Requirement — Starting with the line that contains "Point out the gold", reproduce each line through the end of the listing below, with no other output.

Provided records —

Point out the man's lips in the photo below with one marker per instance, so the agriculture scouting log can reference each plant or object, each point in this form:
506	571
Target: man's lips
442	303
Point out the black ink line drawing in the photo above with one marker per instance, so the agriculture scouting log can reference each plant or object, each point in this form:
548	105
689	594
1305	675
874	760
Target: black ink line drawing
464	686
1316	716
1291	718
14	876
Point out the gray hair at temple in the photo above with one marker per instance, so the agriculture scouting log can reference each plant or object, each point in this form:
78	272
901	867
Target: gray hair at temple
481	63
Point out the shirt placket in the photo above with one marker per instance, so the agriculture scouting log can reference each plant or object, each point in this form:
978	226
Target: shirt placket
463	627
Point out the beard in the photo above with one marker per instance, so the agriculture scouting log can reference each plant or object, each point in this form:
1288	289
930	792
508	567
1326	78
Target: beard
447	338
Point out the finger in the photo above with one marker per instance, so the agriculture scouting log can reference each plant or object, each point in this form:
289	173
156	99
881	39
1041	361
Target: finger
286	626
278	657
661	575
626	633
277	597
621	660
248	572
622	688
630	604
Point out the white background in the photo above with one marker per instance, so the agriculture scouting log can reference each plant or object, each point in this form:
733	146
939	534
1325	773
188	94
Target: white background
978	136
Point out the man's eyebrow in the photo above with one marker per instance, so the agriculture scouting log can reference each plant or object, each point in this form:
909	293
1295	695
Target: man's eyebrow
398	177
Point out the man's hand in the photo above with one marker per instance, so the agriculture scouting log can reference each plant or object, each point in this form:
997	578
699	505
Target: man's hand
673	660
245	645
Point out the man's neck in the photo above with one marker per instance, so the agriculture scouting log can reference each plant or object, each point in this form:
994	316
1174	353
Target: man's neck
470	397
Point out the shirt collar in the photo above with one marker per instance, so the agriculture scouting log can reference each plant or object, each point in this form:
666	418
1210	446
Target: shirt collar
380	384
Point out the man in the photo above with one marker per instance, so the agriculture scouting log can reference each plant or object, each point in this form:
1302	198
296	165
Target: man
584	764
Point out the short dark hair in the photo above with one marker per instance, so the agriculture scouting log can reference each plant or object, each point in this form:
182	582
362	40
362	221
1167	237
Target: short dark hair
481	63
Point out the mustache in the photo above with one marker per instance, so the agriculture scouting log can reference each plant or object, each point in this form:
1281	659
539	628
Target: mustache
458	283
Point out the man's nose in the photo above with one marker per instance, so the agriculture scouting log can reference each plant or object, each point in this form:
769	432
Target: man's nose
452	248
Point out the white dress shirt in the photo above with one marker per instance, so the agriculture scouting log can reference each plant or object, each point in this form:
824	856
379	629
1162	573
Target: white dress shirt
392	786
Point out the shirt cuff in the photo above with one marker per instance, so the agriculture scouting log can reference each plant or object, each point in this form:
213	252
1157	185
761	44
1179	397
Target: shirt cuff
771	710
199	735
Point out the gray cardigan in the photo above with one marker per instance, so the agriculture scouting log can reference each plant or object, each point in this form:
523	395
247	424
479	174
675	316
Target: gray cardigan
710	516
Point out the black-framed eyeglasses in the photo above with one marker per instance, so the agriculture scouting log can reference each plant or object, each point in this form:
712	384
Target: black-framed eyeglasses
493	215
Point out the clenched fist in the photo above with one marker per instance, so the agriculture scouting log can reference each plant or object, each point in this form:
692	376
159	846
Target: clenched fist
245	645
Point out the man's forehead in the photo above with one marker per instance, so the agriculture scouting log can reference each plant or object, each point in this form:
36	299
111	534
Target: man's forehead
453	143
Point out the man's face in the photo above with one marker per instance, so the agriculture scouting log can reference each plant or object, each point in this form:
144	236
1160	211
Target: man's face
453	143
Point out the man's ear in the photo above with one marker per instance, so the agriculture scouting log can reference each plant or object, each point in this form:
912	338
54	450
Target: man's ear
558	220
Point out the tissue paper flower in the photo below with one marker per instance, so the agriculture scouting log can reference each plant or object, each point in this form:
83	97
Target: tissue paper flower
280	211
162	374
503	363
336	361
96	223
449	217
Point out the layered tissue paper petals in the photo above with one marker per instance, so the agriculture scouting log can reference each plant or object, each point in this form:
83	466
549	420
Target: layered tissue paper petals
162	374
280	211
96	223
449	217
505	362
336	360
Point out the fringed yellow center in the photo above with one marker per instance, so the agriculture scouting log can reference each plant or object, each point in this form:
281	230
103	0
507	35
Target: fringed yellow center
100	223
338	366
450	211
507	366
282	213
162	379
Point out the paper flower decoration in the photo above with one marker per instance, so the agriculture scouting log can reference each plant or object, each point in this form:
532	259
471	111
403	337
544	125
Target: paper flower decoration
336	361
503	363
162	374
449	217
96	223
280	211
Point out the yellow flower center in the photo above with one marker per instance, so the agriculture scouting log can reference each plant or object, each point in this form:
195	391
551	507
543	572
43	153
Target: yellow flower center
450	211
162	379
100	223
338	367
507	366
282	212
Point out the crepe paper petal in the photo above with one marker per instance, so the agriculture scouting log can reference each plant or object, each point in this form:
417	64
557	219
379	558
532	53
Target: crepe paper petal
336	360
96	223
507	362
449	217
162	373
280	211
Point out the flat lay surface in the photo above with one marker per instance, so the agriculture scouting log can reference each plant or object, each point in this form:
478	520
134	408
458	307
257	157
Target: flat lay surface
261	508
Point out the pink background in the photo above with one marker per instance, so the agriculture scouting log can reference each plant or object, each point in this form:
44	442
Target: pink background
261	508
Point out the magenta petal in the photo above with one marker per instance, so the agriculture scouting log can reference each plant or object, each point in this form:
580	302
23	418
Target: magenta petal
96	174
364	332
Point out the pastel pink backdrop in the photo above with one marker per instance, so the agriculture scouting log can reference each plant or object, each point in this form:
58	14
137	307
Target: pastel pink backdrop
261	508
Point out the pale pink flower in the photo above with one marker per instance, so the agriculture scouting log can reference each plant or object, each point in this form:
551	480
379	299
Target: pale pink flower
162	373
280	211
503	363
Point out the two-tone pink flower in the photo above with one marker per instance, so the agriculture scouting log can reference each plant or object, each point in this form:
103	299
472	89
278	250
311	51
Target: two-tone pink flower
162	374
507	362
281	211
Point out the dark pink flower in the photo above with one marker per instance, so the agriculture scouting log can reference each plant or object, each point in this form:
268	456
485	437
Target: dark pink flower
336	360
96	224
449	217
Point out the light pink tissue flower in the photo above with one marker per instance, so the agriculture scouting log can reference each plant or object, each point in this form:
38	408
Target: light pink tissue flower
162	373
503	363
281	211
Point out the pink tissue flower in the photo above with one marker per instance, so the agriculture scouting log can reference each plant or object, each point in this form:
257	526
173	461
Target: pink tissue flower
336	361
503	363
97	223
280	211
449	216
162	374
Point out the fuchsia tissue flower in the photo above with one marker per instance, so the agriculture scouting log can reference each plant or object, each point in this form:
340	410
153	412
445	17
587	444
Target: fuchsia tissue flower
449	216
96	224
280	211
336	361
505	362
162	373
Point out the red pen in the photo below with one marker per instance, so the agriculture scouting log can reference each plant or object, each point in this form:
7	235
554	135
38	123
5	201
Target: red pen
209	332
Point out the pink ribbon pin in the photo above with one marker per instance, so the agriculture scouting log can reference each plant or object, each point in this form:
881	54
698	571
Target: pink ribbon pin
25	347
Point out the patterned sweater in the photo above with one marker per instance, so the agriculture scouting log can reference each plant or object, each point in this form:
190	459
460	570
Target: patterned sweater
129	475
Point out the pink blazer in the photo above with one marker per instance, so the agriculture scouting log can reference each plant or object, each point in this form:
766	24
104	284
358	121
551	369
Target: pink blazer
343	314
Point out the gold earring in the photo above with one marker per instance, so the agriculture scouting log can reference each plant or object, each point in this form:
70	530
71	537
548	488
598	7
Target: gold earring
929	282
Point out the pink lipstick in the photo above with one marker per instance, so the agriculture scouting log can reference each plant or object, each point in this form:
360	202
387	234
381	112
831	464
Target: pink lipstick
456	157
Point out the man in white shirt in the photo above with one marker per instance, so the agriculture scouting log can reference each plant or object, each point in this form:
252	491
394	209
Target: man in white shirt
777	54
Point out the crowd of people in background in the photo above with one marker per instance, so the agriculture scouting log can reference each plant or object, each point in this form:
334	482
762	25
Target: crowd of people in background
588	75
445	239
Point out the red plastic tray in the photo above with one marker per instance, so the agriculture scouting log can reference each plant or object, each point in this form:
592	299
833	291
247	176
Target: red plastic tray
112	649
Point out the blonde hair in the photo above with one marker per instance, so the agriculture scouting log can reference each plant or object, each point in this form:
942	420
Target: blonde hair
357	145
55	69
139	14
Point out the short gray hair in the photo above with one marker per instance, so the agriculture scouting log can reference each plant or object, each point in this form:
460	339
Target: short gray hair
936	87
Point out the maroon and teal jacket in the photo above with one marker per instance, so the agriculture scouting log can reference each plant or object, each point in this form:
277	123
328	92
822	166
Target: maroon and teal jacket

Task solution —
Point out the gold earring in the photo above with one marker per instance, so the agriculture scouting log can reference each plant or object, each point in this form:
70	530
71	537
548	488
598	7
Target: gold earring
929	282
Point out the pink lipstick in the photo above with one marker per instance, so the agriculture scouting log can reference each plant or object, each point in this form:
360	202
387	234
381	112
831	464
Target: pink lipstick
456	157
Point out the man in white shirt in the photo above with one marker per instance, so the agriculture scouting log can reference each plant or object, each point in this form:
252	491
394	209
Target: man in white shirt
777	54
Point out the crowd of people in background in the photo above with one marker per instance, so the agriculture scouting log can reference each plant or object, each point in this form:
334	482
762	25
Target: crowd of people in background
588	75
445	239
Point out the red plastic tray in the photo above with one marker per instance, so the agriculture scouting log can reference each plant or object, each point in this form:
592	299
833	291
247	176
Target: red plastic tray
112	649
Point out the blonde hair in the photo above with one marker per instance, so the agriculture scouting log can reference each plant or object, each point in this form:
942	420
Target: blonde hair
357	145
55	69
139	14
Point out the short gray hair in the photo above with one marker per instance, so the agriculture scouting log can reference each plant or object, each point in this form:
460	339
Target: short gray hair
936	87
Point out the maroon and teal jacket in the photo above with one marker per instance, so the agriculture scouting log can reference each plant or object, each point in this form:
277	123
328	92
822	166
Target: maroon and teal jacket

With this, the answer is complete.